**TRAVAIL À FAIRE:**
(1) Résumez l'extrait à lire en deux phrases.
(2) Reproduisez à l'identique les lignes des enregistrements, de la ligne contenant « Locate every instance of the barcode » jusqu'à la ligne contenant « (1103, 674) », ces deux lignes comprises.

**EXTRAIT À LIRE:**
────────

Selon M. Slegers, cette attitude reflète l’une des plus célèbres philosophies de M. Buffett : « Soyez craintifs quand les autres sont avides, et avides quand les autres sont craintifs. » Mais aussi : investissez à long terme. « Warren Buffett se projette dans dix ans, même s’il ne sera peut-être plus là, » dit M. Slegers. « Wall Street s’intéresse au prochain trimestre. Les deux ne parlent pas la même langue. »

Le paradoxe du pèlerinage

Cependant, M. Brenninkmeijer estime que le pèlerinage annuel d’Omaha présente également une certaine ironie. « En tant que gestionnaire de fonds, vous vous trouvez entre des agriculteurs du Midwest, des petits investisseurs et d’autres passionnés. Chacun partage ouvertement ses erreurs et ses réussites en matière d’investissement. C’est désarmant. »

────────

**DONNÉES DE L'EXERCICE:**
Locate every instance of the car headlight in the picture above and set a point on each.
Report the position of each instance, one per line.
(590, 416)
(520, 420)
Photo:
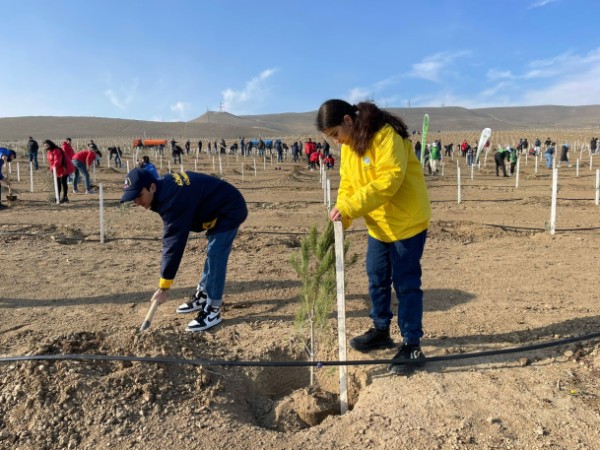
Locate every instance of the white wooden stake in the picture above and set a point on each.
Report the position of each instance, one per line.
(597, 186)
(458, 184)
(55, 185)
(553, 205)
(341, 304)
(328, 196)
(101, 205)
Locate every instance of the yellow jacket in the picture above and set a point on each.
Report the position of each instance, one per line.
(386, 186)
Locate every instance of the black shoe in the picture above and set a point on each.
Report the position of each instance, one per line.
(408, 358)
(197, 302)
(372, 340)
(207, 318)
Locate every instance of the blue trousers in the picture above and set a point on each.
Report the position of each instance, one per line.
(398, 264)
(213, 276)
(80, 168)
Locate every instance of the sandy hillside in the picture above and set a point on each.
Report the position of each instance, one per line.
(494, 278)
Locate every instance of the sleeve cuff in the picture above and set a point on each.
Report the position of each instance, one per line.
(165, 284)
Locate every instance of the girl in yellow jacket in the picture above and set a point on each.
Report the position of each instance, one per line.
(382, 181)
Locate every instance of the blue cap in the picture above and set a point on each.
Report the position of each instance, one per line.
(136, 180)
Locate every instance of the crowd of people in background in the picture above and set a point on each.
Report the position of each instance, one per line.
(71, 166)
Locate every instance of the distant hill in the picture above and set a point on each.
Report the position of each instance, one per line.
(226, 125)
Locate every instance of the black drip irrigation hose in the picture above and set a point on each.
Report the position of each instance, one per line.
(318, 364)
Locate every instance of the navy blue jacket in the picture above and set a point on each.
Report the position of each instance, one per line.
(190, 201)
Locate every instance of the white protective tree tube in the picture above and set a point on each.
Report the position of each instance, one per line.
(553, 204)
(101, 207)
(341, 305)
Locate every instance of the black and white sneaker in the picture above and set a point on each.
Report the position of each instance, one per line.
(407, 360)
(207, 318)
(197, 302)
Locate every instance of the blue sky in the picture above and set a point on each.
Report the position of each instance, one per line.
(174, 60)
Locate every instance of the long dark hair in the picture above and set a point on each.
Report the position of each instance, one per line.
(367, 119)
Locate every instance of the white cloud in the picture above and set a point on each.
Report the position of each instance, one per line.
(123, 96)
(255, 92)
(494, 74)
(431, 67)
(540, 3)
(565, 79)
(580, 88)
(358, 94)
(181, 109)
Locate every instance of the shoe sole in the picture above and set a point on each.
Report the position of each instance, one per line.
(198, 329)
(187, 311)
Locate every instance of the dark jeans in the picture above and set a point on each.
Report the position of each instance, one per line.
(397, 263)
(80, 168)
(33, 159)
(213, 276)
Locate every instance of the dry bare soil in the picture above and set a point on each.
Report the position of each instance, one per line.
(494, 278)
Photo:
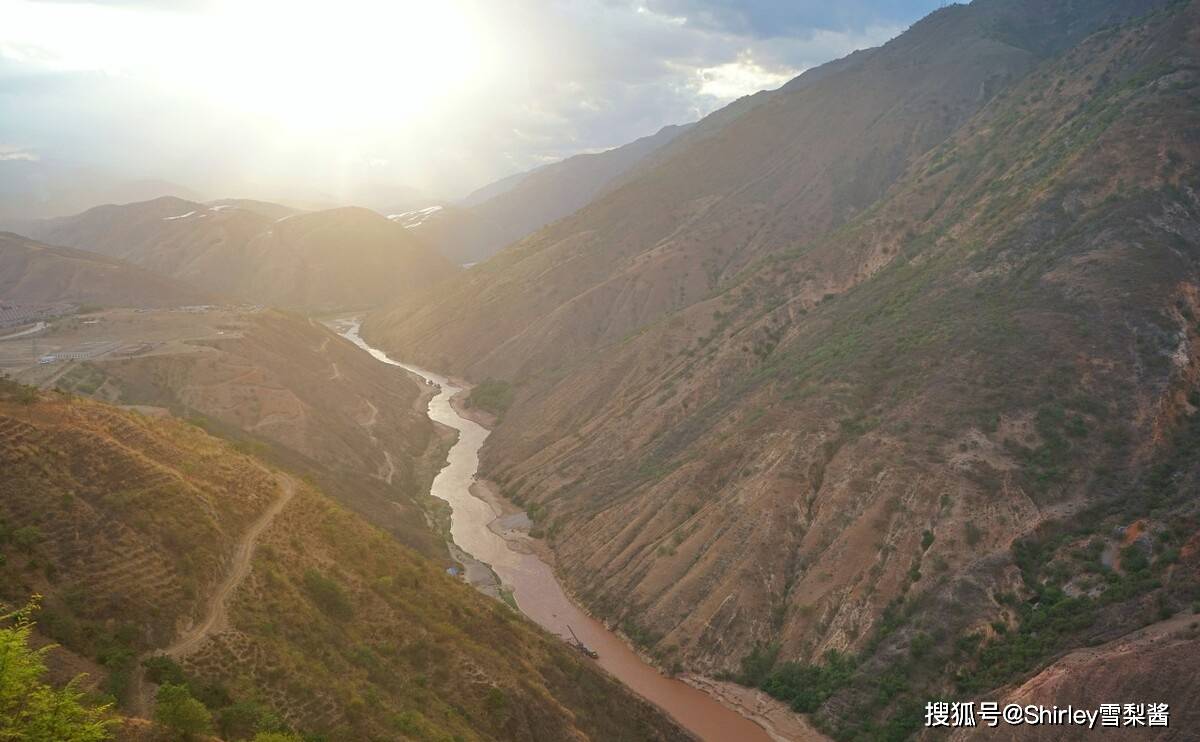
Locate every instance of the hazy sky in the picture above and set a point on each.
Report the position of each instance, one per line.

────────

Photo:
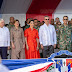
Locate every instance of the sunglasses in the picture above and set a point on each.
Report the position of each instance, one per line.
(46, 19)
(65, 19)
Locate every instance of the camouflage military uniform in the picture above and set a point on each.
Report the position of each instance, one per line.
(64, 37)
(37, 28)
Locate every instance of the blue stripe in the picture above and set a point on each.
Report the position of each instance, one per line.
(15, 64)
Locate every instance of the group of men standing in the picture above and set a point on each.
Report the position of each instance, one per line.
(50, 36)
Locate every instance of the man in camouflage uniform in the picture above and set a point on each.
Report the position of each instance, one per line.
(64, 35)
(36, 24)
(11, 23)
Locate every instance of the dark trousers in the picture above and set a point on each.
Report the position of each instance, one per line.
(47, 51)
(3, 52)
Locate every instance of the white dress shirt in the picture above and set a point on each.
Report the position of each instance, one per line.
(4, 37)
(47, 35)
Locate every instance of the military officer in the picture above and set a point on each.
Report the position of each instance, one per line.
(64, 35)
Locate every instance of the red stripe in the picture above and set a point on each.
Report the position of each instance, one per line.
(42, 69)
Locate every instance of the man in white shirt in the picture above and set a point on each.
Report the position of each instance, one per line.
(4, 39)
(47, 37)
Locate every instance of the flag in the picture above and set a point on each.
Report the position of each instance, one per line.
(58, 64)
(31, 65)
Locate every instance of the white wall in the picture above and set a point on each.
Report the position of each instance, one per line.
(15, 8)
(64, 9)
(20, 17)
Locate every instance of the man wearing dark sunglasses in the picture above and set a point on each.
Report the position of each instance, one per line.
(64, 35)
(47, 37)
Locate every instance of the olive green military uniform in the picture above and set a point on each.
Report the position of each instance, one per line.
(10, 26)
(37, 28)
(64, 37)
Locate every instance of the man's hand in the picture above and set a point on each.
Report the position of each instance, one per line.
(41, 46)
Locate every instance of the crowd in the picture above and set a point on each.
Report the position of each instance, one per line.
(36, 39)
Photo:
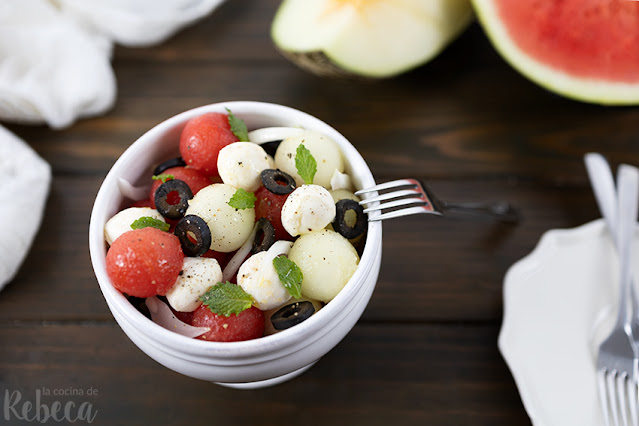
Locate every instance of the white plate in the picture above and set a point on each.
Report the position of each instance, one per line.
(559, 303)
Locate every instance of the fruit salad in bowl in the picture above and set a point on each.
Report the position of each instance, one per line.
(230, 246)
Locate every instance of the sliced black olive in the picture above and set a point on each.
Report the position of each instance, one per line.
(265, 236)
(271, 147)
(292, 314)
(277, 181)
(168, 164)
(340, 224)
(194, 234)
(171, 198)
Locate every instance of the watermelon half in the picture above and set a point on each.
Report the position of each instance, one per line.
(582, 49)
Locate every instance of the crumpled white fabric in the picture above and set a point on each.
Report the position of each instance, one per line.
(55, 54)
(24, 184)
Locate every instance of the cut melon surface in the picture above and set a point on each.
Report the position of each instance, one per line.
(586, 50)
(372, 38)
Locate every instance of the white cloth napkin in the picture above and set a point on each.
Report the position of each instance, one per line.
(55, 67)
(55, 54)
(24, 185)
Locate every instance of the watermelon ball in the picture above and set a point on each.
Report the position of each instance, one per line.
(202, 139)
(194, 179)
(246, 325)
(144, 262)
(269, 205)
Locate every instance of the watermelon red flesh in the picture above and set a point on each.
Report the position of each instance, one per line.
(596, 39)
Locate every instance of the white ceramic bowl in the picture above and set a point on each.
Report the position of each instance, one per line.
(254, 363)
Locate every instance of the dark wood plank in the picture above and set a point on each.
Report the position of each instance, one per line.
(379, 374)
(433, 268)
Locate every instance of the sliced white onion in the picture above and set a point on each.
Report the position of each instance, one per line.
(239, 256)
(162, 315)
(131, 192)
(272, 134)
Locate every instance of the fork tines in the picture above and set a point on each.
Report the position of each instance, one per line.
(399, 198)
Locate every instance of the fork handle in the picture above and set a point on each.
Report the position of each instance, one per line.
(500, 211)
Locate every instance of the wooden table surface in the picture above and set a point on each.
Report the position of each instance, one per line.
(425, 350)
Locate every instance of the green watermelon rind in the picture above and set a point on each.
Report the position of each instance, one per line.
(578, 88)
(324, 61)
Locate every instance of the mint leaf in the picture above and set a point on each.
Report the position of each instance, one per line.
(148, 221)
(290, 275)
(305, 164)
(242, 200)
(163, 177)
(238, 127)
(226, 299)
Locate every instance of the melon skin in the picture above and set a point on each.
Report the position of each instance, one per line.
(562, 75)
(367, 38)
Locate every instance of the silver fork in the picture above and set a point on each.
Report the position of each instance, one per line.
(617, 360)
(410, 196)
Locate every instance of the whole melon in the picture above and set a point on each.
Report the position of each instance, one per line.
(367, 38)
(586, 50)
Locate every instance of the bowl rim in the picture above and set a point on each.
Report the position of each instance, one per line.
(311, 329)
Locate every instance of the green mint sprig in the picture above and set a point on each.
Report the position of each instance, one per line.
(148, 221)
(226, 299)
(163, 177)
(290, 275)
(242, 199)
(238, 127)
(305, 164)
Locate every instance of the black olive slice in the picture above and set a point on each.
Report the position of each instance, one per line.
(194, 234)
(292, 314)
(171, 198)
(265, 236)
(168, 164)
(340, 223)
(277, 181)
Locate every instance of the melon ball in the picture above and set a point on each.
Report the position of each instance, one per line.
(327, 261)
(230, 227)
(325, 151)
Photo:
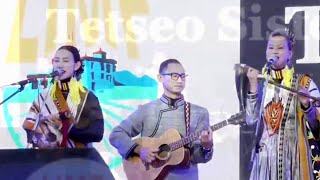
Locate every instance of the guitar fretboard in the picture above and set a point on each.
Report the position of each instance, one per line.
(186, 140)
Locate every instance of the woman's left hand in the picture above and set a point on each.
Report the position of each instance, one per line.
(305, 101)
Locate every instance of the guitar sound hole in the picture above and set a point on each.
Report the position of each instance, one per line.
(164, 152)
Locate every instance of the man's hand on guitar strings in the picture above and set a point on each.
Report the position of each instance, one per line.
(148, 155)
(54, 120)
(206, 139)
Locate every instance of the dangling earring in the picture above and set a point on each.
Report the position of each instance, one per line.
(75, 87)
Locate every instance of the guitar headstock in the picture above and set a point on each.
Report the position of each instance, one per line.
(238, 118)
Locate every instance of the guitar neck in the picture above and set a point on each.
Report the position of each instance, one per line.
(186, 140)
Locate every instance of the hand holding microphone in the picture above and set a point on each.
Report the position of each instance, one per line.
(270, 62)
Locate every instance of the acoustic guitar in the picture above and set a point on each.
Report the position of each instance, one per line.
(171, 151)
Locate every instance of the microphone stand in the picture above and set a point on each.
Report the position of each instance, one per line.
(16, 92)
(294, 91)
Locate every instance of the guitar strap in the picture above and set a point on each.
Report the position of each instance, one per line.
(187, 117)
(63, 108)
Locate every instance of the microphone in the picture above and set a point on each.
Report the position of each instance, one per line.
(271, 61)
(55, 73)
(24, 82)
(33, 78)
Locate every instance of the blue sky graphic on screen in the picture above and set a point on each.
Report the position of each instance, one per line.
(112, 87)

────────

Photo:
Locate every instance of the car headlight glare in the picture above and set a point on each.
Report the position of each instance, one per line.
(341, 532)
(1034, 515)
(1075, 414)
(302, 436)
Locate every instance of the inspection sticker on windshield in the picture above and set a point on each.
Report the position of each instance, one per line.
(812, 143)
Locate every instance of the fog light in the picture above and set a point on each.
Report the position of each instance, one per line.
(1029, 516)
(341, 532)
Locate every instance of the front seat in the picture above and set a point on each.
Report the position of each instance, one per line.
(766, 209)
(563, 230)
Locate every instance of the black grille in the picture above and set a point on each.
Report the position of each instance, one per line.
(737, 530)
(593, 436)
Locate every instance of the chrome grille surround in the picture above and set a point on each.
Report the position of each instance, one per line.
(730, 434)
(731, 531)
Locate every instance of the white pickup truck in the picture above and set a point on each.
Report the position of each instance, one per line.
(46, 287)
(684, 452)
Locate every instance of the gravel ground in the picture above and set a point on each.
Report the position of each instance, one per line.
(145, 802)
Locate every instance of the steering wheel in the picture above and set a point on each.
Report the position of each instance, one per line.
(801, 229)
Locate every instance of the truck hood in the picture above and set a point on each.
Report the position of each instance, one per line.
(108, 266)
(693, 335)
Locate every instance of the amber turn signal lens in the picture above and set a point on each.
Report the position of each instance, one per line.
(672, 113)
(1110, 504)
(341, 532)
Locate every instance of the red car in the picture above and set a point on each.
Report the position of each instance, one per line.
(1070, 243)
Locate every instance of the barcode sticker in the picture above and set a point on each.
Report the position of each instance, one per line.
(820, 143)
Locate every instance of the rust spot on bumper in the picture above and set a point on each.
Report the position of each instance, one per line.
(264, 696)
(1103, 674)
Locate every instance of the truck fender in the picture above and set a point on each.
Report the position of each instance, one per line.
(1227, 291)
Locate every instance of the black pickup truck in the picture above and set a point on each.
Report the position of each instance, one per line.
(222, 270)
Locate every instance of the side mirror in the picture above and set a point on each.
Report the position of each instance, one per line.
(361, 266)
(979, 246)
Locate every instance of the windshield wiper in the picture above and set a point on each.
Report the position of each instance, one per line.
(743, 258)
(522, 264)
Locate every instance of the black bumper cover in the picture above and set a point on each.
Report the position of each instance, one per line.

────────

**SOLUTIONS PAR TÂCHE:**
(1) Selon M. Slegers, l'attitude évoquée reflète l'une des philosophies les plus célèbres de Warren Buffett, qui consiste à être craintif quand les autres sont avides et avide quand ils sont craintifs, ainsi que sa préférence pour l'investissement à long terme, là où Wall Street s'intéresse au prochain trimestre. M. Brenninkmeijer voit toutefois une certaine ironie dans le pèlerinage annuel d'Omaha : un gestionnaire de fonds s'y retrouve parmi des agriculteurs du Midwest, des petits investisseurs et d'autres passionnés qui partagent ouvertement leurs erreurs et leurs réussites.

(2)
Locate every instance of the barcode sticker in the picture above and set a point on each.
Report the position of each instance, one per line.
(820, 143)
Locate every instance of the rust spot on bumper in the picture above and set a point on each.
Report the position of each instance, one per line.
(264, 696)
(1103, 674)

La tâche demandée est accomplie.